◆ **Requirement**:
Exact reproduction of the data is required, with images excluded.

╭─ Information provided

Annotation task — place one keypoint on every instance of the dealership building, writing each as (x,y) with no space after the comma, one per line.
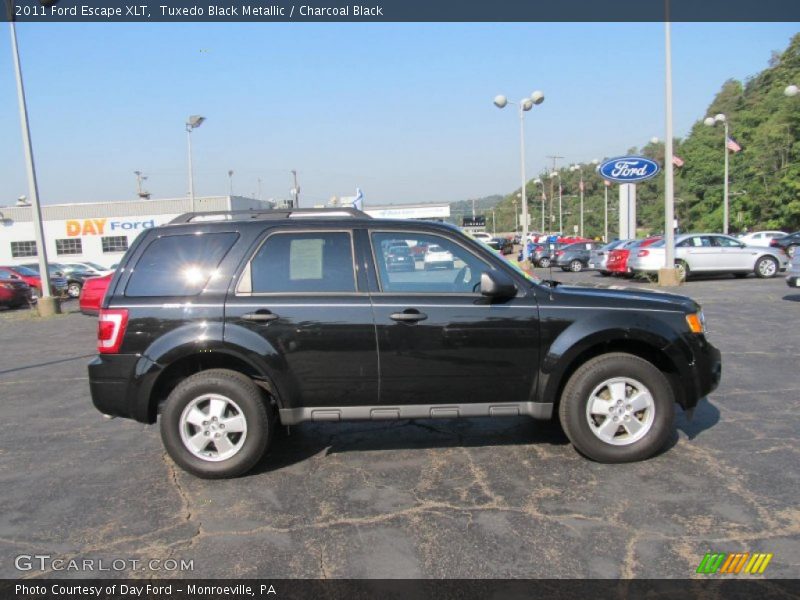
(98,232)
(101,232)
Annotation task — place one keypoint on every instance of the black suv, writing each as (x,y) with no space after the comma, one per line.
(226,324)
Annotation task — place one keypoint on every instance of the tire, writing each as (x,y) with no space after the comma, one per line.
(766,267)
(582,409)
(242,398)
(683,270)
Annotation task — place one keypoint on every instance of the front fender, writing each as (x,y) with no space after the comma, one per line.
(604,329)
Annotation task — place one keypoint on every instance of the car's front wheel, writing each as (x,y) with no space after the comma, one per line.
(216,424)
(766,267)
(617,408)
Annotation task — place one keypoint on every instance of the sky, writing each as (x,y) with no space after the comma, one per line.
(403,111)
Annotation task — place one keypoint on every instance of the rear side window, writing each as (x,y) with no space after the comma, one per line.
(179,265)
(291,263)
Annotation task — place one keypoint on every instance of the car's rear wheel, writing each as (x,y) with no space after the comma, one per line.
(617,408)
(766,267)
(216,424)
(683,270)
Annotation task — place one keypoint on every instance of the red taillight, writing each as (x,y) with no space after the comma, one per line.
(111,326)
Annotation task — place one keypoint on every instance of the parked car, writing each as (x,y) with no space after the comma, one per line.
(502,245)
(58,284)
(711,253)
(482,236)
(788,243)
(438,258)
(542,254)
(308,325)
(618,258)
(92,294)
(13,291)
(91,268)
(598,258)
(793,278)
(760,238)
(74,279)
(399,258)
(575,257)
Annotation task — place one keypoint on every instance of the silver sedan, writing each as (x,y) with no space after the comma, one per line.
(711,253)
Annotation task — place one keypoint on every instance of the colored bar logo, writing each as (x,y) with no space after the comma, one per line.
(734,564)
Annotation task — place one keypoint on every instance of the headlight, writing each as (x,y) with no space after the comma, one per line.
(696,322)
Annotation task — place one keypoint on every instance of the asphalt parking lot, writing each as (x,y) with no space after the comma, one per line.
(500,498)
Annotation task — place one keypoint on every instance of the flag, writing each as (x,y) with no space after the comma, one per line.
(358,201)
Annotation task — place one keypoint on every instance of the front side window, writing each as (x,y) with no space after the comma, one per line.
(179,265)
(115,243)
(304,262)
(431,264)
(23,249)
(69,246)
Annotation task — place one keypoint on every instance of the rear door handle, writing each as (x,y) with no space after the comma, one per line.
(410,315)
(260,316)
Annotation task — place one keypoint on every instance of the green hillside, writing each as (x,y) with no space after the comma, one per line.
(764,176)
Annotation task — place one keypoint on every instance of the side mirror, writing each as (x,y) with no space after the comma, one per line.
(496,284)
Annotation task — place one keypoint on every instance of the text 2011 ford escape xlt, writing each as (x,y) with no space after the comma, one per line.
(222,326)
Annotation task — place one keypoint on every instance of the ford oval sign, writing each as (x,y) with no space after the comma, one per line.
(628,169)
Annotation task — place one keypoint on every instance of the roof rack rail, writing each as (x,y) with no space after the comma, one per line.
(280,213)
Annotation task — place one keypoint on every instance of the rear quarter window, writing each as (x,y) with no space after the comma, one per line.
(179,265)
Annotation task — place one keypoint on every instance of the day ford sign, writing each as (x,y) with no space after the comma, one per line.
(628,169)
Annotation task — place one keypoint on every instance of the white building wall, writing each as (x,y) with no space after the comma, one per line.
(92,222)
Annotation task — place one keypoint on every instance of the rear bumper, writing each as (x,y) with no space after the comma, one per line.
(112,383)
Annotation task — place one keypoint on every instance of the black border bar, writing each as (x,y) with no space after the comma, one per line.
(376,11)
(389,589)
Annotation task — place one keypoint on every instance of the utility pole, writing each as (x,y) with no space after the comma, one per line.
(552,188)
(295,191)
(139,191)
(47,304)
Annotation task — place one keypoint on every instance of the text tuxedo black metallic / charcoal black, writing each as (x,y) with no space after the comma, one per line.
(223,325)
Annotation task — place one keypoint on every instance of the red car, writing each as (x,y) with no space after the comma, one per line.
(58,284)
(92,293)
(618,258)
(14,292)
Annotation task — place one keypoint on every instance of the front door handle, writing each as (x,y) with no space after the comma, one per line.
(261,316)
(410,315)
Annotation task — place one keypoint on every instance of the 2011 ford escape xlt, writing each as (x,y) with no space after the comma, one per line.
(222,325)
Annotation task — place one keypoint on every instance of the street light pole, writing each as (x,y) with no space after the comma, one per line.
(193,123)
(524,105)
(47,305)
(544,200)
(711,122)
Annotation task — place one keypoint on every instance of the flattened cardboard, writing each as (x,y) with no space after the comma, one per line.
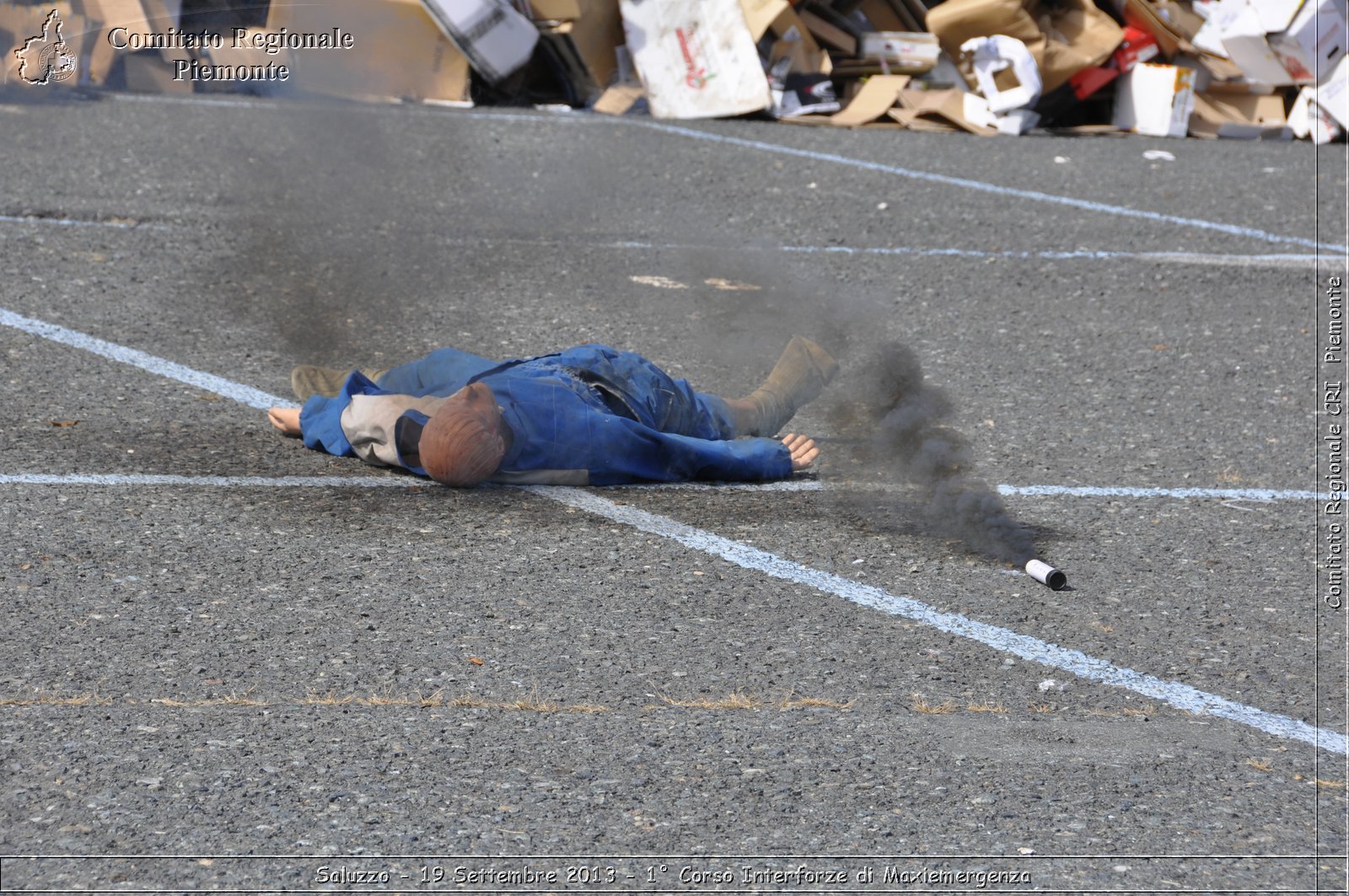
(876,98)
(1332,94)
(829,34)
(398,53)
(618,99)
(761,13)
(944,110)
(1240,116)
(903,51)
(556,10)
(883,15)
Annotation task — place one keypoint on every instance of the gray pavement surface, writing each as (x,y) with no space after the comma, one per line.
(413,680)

╰─

◆ **The completed task**:
Annotation task — place one keypoint on every instance of the dealership building, writing each as (x,y) with no space after the comma, one per line.
(98,232)
(101,232)
Annotation task — place one keypoint on every instance of the black suv, writing each as (x,y) with no space after the comma, one per line.
(226,324)
Annotation task — place one keypoint on every instance of the tire, writing each as (x,y) with no space after the comma, one per line.
(766,267)
(582,409)
(242,398)
(683,270)
Annotation task — place one keypoint on every instance of the front fender, writing each as (x,y) with no space after the comma, one per line.
(604,329)
Annotation task — place one keypoint on every instance of the car's front wheel, writing each as (x,y) with no space after the comma, one per line.
(216,424)
(766,267)
(617,408)
Annotation task — place one keypoint on every instance of the sky, writing each as (x,y) with no space after the comma, one per line.
(403,111)
Annotation task — place one keypoint on every instance of the rear side window, writing each as (x,y) with no space after the comma, one per line.
(179,265)
(291,263)
Annotation task — place one keypoint on every instance of the car's rear wheel, writing each as (x,y) with no space after the comma, one per line.
(617,408)
(766,267)
(216,424)
(683,270)
Annotation task — place one keypoint on every instance of the red taillight, writing each as (x,y) with no space after the comma, one per line.
(111,326)
Annotation task — place one keypoint on every instance of the parked car, writing each as (x,y) with no space after the comma, one per line.
(502,245)
(58,284)
(711,253)
(482,236)
(788,243)
(438,258)
(542,254)
(308,325)
(618,258)
(92,294)
(13,291)
(91,268)
(598,258)
(793,278)
(760,238)
(74,279)
(399,258)
(575,257)
Annotation task — place one keypoint on every instance of the silver sedan, writing each as (x,y) with no space after the comma, one per line.
(711,253)
Annotation task — place one keypoint on every instance of the colored bar logo, writing each as (x,y) with no space after the comma, one per line.
(734,564)
Annotation task — place one keypoint on every instance of the headlight, writing each as (x,y) with no space after the comma, one per line.
(696,322)
Annotation task — place one keypoint on every instance of the asphalt parking lot, writing each as (x,y) with no space after the comma, one per line.
(500,498)
Annotation task — place one keypoint on every instance of the flag, writing each as (x,y) with no space after the comma, one per line.
(358,201)
Annotation task — place one keypoint on every instance of the front side window, writing each as (x,y) with no space after the comma, one per line.
(179,265)
(115,243)
(304,262)
(431,264)
(23,249)
(69,246)
Annotation task — place one keypoint on every instance of the rear door handle, writing each as (x,y) with no space after the comma, one per line.
(410,315)
(260,316)
Annotation task — place one keypoint on every instance of the green hillside, writing each as (x,y) with no space after the comma, one per line.
(764,176)
Annotation task — place one keypoint on every instance of the side mirror, writing each as (x,y) with no space after the comma, one per line.
(496,284)
Annotation task — place one keypoint on every instance of the text 2011 ford escape xlt, writing each as (x,y) with no space after the comma, one per line.
(222,326)
Annotation task — place one keypoint on every instance of the ford oval sign, writing each as (x,y) with no space after the comma, one per line.
(628,169)
Annotation task — place one keypoint on every instance of the roof rack rail, writing each as (x,y) with no space after the comma, one per line.
(280,213)
Annotation task — place one keypoint on every instance of the rear quarter window, writing each as (x,y) with no space after the comma, one per line.
(179,265)
Annotation task — place one keypoint on every instance of the day ford sign, writing each as (x,y) with no space after the comma, one per line.
(628,169)
Annotation task — place one keypoint on every instance of the white building wall, writing each as (x,y) with no space after the comma, one per line.
(92,222)
Annotation task — place one keypoint on every instance of the rear bumper, writing each as (x,y) with no space after the comma, one per line.
(112,383)
Annotation task — place one keypoint on every instance of the black border bar, writing each as (x,y) with no space after the comma, one per line.
(376,11)
(389,589)
Annotation task — place one keypoint on every instance of the utility pole, writing each as (x,y) with no space after the comma, one per line.
(552,188)
(295,191)
(139,191)
(47,304)
Annotation task — place one keypoint on every instance of the text tuxedo black metallic / charcoal black, writing each as (x,y) with no space after the comma, one per line.
(223,325)
Annotation task — place one keypoint on every instance of the red car, writing each as (x,y) with no space after the comma, one per line.
(58,284)
(92,293)
(618,258)
(14,292)
Annotation task — place one keypoint on every instance of the front door handle, writing each as (x,y) with no space after the comma, one per line.
(261,316)
(410,315)
Annotation task — place one keypoint on every instance of the 2011 ford escape xlt, writing each as (x,y) with no space after the comma, one per line.
(222,325)
Annotation task — place one keypoint on every instance of the street light pole, writing each as (x,y) with no space after the comma, one per line.
(193,123)
(524,105)
(47,305)
(544,200)
(711,122)
Annotation task — place one keypoint on every instance of the flattened cardboard, writing each as (x,y) with no space after the comma, one per line.
(876,98)
(1332,94)
(829,34)
(398,53)
(618,99)
(761,13)
(944,110)
(1240,116)
(903,51)
(556,10)
(883,15)
Annotation task — place one keypoint on every instance of the gray pavement surface, writing each as (x,y) with no space after the comma, one per line.
(413,680)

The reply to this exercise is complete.